Washington Griechenland stemmt sich weiter mit Macht gegen die drohende Staatspleite. Während in Athen um den freiwilligen Schuldenschnitt der größten Gläubiger gerungen wird, sehen internationale Experten bei den bisherigen Reformfortschritte schwarz.

Der Internationale Währungsfonds (IWF) kritisiert das langsame Reformtempo in Griechenland. Zwar habe das Land im Kampf gegen die Schulden erste Erfolge erzielt, doch angesichts schlechter Wachstumsprognosen gebe es nach wie vor erhebliche Risiken. Der IWF begrüßte die Bildung der neuen Regierung in Athen. Doch zugleich warnte er: Das Reformprogramm „ist klar in eine schwierige Phase eingetreten.“ Die Wachstumsaussichten hätten sich verschlechtert und erschwerten Reformen, meinte die Europaabteilung des IWF in ihrer neuen Einschätzung. Neusten Schätzungen zufolge schrumpfe die griechische Wirtschaft dieses Jahr um 5,5 bis sechs Prozent sowie zwischen 2,75 und drei Prozent im nächsten Jahr.

„Das Wachstum dürfte für einen längeren Zeitraum unter dem Durchschnitt der Zeit vor der Krise verharren“, heißt es in dem am Dienstag veröffentlichten Bericht. Der IWF, neben den Euro-Partnern bislang der wichtigste internationale Geldgeber des pleitebedrohten Landes, stößt damit ins gleiche Horn, wie die Industriestaaten-Organisation OECD.

Die hatte in der vorigen Woche ein vernichtendes Urteil über die Reformfähigkeit des griechischen Staatsapparates abgegeben. Die OECD hatte alle 14 Ministerien
untersucht. In einer Studie rügte sie dann, es gebe weder eine Vision über das Reformziel noch eine Kontrolle für die Umsetzung, kaum Kommunikation innerhalb der Behörden und ein kompliziertes administratives Beziehungsgeflecht ohne jegliche Koordination.

Mit deutlicher Skepsis beurteilt der IWF das Tempo der Reformen. Die Umsetzung der Reformen habe sich über den Sommer deutlich verlangsamt. Nicht zuletzt beim entscheidenden Kampf gegen Steuerhinterziehung gehe es weiterhin nur schleppend voran.

• [Aufgaben]:
#1 Erklären Sie in ein bis drei Sätzen, warum der IWF laut dem Artikel über Griechenland trotz erster Erfolge im Kampf gegen die Schulden weiterhin erhebliche Risiken sieht.
#2 Geben Sie den Abschnitt des Artikels über Griechenland von „Die hatte in“ bis „nur schleppend voran.“ wortgetreu wieder.
#3 Schreiben Sie den Artikel über Griechenland im Anschluss an seinen letzten Satz weiter.
Die anschließenden Zeilen werden hier nicht gebraucht.

• [Rohdaten]:

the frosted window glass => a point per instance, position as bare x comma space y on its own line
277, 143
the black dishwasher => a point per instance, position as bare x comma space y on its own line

• [Lösungen]:
#1 Der IWF sieht weiterhin erhebliche Risiken, weil die Wachstumsprognosen schlecht sind. Nach seiner Einschätzung haben sich die Wachstumsaussichten verschlechtert, und das erschwert die Reformen.

#2
Die hatte in der vorigen Woche ein vernichtendes Urteil über die Reformfähigkeit des griechischen Staatsapparates abgegeben. Die OECD hatte alle 14 Ministerien
untersucht. In einer Studie rügte sie dann, es gebe weder eine Vision über das Reformziel noch eine Kontrolle für die Umsetzung, kaum Kommunikation innerhalb der Behörden und ein kompliziertes administratives Beziehungsgeflecht ohne jegliche Koordination.

Mit deutlicher Skepsis beurteilt der IWF das Tempo der Reformen. Die Umsetzung der Reformen habe sich über den Sommer deutlich verlangsamt. Nicht zuletzt beim entscheidenden Kampf gegen Steuerhinterziehung gehe es weiterhin nur schleppend voran.

#3
Zwar würden auch externe Probleme das Reformprogramm belasten, wie etwa die Zurückhaltung von Investoren nicht zuletzt angesichts der Krise auch in anderen Euro-Staaten. „Aber der entscheidende Faktor war das langsame Tempo der strukturellen Reformen in diesem Jahr.“ Zwar gebe es bereits Fortschritte, räumte der IWF ein, der ebenfalls im Kampf gegen die Euro-Krise beteiligt ist. So sei das Haushaltsdefizit trotz des Wachstumsrückgang um fünf Prozent gesenkt worden. Doch wenn es auf diesem Wege weitergehen soll, „wird ein stärkeres Management der weitreichenden und komplexen Reformen benötigt“.

Ausdrücklich betont der IWF die Notwendigkeit, dass Athen den Kampf gegen die grassierende Steuerhinterziehung entschlossen aufnimmt. Andernfalls werde es keine finanzielle Konsolidierung geben. Scharfe Einschnitte seien auch im staatlichen Sektor notwendig. Dazu gehöre die Schließung unproduktiver Staatsbetriebe, Verringerung der großen Zahl öffentlich Bediensteter sowie Anpassung großzügiger Staatsbezüge und staatlicher Renten.

Auch nach dem jüngsten EU-Gipfel zur Euro-Rettung halten die großen Banken und Versicherer derweil einem Handelsblatt-Bericht zufolge an dem freiwilligen 50-prozentigen Schuldenschnitt fest. Die Zeitung beruft sich auf eine Umfrage. Der Weltbankenverband IIF befinde sich derzeit in letzten Gesprächen, um die Details festzulegen, hieß es unter Berufung auf Finanzkreise weiter. Das solle bis Freitag dieser Woche geschehen. Beide Seiten haben sich aber noch nicht endgültig einigen können, wie es aus Kreisen des Finanzministeriums hieß.


10,5 Milliarden Euro der EU für Infrastruktur

Knackpunkt sei die Frage, zu welchem Satz die nach dem 50-prozentigen Verzicht verbleibenden Schulden verzinst werden sollen. Athen habe 4,5 Prozent vorgeschlagen, die Banken hätten zunächst 8 Prozent gefordert und seien danach auf 6 Prozent zurückgegangen. Die Gespräche wurden vertagt. Es wird davon ausgegangen, dass eine endgültige Einigung erst Ende Januar zu erwarten sei.

Das Schuldenschnittprogramm gilt kurzfristig als der Grundstein für die Rettung des Landes vorm Staatsbankrott. Um die marode Wirtschaft wieder in Gang zu bringen, setzt Athen auch auf Hilfe der EU. Der zuständige EU-Kommissar für Regionalpolitik, Johannes Hahn, und der Chef der EU-Task-Force für Griechenland, Horst Reichenbach, erörterten in Athen entsprechende Möglichkeiten. „Das Erste, was gemacht werden muss, ist, diese Sparmaßnahmen mit den EU-Bemühungen zu kombinieren, um die griechische Wirtschaft zu stützen“, sagte der Finanzminister Venizelos nach dem Treffen im griechischen Fernsehen.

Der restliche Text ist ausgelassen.